> What is expected:
Output the lines below as a JSON list of strings, one string per line, leaving out any blank lines.

> Extracted records:
■ ■ ■

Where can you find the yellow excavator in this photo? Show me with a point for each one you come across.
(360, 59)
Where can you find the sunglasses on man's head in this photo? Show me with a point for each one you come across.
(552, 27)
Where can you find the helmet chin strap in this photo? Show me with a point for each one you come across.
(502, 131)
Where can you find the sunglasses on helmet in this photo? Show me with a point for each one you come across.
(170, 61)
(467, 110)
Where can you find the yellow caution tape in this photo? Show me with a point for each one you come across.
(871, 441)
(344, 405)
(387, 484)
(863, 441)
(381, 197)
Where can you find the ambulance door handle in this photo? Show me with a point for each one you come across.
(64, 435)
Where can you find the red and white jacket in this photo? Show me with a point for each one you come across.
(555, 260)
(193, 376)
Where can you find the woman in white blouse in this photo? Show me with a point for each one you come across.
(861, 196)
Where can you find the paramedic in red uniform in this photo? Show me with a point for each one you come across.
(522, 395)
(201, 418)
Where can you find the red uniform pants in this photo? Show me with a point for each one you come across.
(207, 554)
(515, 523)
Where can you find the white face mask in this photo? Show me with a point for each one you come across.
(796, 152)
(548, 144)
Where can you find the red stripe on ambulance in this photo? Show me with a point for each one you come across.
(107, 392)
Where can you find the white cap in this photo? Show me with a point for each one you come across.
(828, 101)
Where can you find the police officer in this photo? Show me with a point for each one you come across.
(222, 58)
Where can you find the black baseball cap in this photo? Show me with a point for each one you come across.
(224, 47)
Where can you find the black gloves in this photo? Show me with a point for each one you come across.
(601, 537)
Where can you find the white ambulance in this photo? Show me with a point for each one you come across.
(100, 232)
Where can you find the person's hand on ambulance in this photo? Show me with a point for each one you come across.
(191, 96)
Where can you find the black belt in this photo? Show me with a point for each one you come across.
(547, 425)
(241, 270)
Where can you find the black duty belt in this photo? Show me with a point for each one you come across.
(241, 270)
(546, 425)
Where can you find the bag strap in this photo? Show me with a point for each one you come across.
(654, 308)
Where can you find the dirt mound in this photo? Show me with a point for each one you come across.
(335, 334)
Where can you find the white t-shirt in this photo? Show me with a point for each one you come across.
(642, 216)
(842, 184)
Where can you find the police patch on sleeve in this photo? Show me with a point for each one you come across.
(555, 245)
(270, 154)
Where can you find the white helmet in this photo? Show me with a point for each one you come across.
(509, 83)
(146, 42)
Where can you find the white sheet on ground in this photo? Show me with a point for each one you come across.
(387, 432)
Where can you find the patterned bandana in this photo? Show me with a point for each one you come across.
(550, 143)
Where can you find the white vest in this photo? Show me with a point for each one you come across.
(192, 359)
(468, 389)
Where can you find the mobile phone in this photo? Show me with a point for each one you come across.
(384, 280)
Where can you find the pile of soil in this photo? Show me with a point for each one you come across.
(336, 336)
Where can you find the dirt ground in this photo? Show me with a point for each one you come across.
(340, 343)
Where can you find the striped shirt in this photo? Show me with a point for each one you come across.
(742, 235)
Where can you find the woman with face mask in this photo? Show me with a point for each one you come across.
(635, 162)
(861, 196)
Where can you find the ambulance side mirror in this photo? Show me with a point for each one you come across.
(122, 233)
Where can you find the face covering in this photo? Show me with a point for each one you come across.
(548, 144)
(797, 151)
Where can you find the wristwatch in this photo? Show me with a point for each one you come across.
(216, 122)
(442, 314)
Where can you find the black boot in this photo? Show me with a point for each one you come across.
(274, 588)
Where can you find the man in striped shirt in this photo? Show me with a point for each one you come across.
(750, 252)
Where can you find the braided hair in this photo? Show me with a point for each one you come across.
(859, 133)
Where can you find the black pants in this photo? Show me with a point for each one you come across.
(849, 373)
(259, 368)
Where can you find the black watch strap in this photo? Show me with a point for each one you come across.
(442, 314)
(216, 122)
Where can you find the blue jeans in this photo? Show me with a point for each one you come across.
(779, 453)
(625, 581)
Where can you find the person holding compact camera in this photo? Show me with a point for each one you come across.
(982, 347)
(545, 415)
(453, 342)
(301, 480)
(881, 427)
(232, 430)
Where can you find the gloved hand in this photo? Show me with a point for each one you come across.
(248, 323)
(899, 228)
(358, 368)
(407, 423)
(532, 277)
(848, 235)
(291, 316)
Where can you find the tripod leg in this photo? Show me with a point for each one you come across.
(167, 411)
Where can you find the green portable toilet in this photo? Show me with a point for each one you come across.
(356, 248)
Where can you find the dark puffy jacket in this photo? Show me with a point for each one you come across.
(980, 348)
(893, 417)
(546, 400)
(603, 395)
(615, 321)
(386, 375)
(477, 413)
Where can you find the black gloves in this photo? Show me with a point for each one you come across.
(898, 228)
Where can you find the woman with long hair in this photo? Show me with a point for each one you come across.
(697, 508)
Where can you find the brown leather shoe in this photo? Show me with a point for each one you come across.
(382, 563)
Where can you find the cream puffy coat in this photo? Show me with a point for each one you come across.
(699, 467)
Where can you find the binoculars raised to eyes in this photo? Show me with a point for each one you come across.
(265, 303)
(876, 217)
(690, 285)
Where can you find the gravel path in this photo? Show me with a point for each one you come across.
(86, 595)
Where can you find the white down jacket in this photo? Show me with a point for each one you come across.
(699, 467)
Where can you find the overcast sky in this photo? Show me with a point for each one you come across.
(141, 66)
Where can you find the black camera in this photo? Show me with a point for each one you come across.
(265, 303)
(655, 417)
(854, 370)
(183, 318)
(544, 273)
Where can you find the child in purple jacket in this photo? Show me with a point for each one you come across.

■ ■ ■

> Result:
[
  "Where can you find the yellow excavator in this photo? Show me with a point for each one you come across.",
  "(360, 59)",
  "Where can you find the sunglasses on man's head in this photo? Show me with a point for each one you come across.",
  "(552, 27)",
  "Where can you find the helmet chin strap in this photo? Show me with a point for each one you come across.",
  "(502, 131)",
  "Where can you find the sunglasses on helmet in this photo? Show me with a point for each one you come across.",
  "(170, 61)",
  "(467, 110)",
  "Where can you find the yellow caution tape in this photo? Show me with a point for each one you come across.",
  "(871, 441)",
  "(344, 405)",
  "(387, 484)",
  "(863, 441)",
  "(381, 197)",
  "Where can you find the ambulance door handle in this photo? Show me with a point for each one you come across.",
  "(64, 435)",
  "Where can you find the red and white jacket in this photo? Show me with a point for each one you come across.",
  "(555, 260)",
  "(193, 376)",
  "Where can you find the woman in white blouse in this photo? Show me with a point for each one you come across.",
  "(861, 196)",
  "Where can you find the paramedic in red uniform in this photo? Show me with a point for each one you come across.",
  "(522, 395)",
  "(201, 418)",
  "Where can you find the red uniform pants in this photo? Show me with a point for each one you come across.",
  "(207, 554)",
  "(515, 523)",
  "Where can you find the white face mask in this photo? Show me with a point for each one you come across.",
  "(796, 152)",
  "(548, 144)",
  "Where can you find the red stripe on ambulance in this photo? Show me with a point for each one you come across.",
  "(107, 392)",
  "Where can you find the white cap in this photo? Show me with a point for each one you come across.",
  "(828, 101)",
  "Where can you find the police officer in this photo? Show me with a point for each one you come across.",
  "(222, 58)",
  "Where can you find the black baseball cap in this photo? Show me with a point for each one you come across.",
  "(224, 47)",
  "Where can you find the black gloves in this photo? Show me with a point for each one you come across.",
  "(601, 537)",
  "Where can you find the white ambulance in this photo? Show me with a point for each one you come across.",
  "(100, 232)",
  "Where can you find the person's hand on ambulance in this photo? Show me with a point for each one you come across.",
  "(191, 96)",
  "Where can you find the black belt in this photo? Show me with a point for each one you come across.",
  "(547, 425)",
  "(241, 270)",
  "Where can you find the black duty belt in this photo? Show me with a point for each one you come across.",
  "(241, 270)",
  "(546, 425)",
  "Where can you find the bag strap in this photo? Show me with a point for each one you come across.",
  "(654, 308)",
  "Where can you find the dirt mound in this photo? Show me with a point for each one you come across.",
  "(335, 334)",
  "Where can you find the white t-shirt in this photo? Show me with a point for each one you come across.",
  "(642, 216)",
  "(842, 184)",
  "Where can you find the police patch on sleeve in this photo? Show me with a point for each one you come across.",
  "(555, 245)",
  "(270, 154)",
  "Where can you find the white helmet in this photo? Show me with a point for each one you come across.",
  "(509, 83)",
  "(146, 42)",
  "Where can you find the white sheet on ground in this photo? Show me with a point for each one you come across.",
  "(387, 432)",
  "Where can you find the patterned bandana in this photo? Show me with a point for each one you come across.",
  "(550, 143)",
  "Where can you find the white vest in this photo? Show me with a point for each one you come across.",
  "(192, 359)",
  "(468, 389)",
  "Where can you find the mobile phone in this photo? Show me with a point for each one you come across.",
  "(384, 280)",
  "Where can you find the pile of soil in this photo? Show me with a point for each one you come across.",
  "(336, 336)",
  "Where can you find the dirt ground in this photo? Show me with a point for each one you come across.",
  "(340, 343)",
  "Where can you find the striped shirt in this photo? Show me with a point for each one you come across.",
  "(742, 235)",
  "Where can you find the woman with face mask in this photo? Show me with a point for each one you come across.",
  "(635, 162)",
  "(861, 196)",
  "Where can you find the ambulance side mirror in this photo? Show me with a point for each one you come across.",
  "(122, 233)",
  "Where can you find the face covering in this photo? Show me with a point for each one you come across.",
  "(548, 144)",
  "(797, 151)",
  "Where can you find the wristwatch in this photo? Show me with a point for each one you come across.",
  "(216, 122)",
  "(442, 314)",
  "Where can you find the black boot in this photo? Show me with a point for each one you come across.",
  "(274, 588)",
  "Where can you find the man in striped shirt in this photo? Show me with a point for each one you come across.",
  "(750, 252)",
  "Where can you find the braided hair in this photo? Show me with a point for each one you come across.",
  "(859, 133)",
  "Where can you find the black pants in this photo? Show me with a point for each one you come across.",
  "(849, 373)",
  "(259, 368)",
  "Where can you find the black watch strap in this photo? Show me with a point for each one you come across.",
  "(442, 314)",
  "(216, 122)",
  "Where can you find the blue jeans in this photo? Show me with a point for each one you come across.",
  "(779, 453)",
  "(625, 581)",
  "Where can you find the person holding compact camera in this photo? Show me with a point for each one you come across.",
  "(982, 347)",
  "(545, 415)",
  "(453, 342)",
  "(301, 480)",
  "(881, 427)",
  "(232, 430)",
  "Where can you find the gloved hand in this photo? Show me with a point for each one you come across.",
  "(248, 323)",
  "(899, 228)",
  "(358, 368)",
  "(407, 423)",
  "(532, 277)",
  "(848, 235)",
  "(291, 316)",
  "Where can you find the tripod leg in this photo? Show me with a point for each one you come across.",
  "(167, 411)",
  "Where can you find the green portable toilet in this photo? Show me with a point for each one you come across.",
  "(356, 248)",
  "Where can you find the dark puffy jacket in this photo? Show me with a point for each one you come across.",
  "(980, 348)",
  "(893, 417)",
  "(546, 400)",
  "(603, 395)",
  "(615, 321)",
  "(386, 375)",
  "(477, 413)",
  "Where can you find the black gloves in this photo? Show me with a point for each one you come across.",
  "(898, 228)",
  "Where can you find the woman with long hair in this photo? Show me with a point for each one you come across.",
  "(697, 508)",
  "Where can you find the brown leather shoe in this photo? Show me with a point for each one you come across.",
  "(382, 563)",
  "Where can you find the cream puffy coat in this photo? Show me with a point for each one you come across.",
  "(699, 467)",
  "Where can you find the binoculars raised to eyes in this photo? Show me with a point for each one you come across.",
  "(265, 303)",
  "(876, 217)",
  "(690, 285)",
  "Where can you find the gravel path in this photo? Show me with a point for each one you come across.",
  "(86, 595)",
  "Where can you find the white down jacket in this photo? Show me with a point for each one you come across.",
  "(699, 467)",
  "Where can you find the overcast sky in this photo? Show me with a point for each one you come across.",
  "(141, 66)",
  "Where can you find the black camera in this photo? Show me with a point for each one you come across.",
  "(265, 303)",
  "(655, 417)",
  "(854, 370)",
  "(183, 318)",
  "(544, 273)",
  "Where can you find the child in purple jacket in this photo? Show me with a point for each one you come across."
]